======== Data provided

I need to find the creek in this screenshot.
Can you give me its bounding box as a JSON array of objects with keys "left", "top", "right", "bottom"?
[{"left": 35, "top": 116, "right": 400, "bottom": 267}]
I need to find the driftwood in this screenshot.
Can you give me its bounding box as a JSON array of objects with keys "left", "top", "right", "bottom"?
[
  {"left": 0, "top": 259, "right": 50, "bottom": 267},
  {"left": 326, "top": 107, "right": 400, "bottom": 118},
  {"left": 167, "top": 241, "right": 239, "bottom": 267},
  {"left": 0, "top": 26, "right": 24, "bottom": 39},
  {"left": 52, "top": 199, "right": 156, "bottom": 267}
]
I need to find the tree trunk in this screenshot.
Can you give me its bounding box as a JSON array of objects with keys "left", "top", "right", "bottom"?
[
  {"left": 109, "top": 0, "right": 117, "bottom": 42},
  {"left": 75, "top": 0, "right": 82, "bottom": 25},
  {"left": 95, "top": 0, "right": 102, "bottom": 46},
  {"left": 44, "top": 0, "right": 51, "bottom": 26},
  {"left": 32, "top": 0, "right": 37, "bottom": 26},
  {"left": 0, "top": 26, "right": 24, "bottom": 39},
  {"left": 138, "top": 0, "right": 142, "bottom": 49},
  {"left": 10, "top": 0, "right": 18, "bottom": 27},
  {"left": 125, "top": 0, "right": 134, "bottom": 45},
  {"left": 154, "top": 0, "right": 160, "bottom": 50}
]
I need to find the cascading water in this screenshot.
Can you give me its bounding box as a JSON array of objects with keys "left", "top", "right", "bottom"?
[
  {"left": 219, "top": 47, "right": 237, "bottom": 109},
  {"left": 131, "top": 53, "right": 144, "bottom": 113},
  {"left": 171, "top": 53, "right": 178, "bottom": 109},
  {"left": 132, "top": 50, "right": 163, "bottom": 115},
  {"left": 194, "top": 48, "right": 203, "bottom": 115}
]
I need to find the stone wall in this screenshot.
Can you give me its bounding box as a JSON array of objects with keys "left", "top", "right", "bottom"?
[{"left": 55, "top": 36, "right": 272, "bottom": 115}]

================

**The exercise**
Please pull out every line of the rows above that contains the word "find".

**Reply to the task**
I need to find the creek in this screenshot.
I need to find the driftwood in this screenshot.
I need to find the tree trunk in this screenshot.
I need to find the cascading water in this screenshot.
I need to find the stone wall in this screenshot.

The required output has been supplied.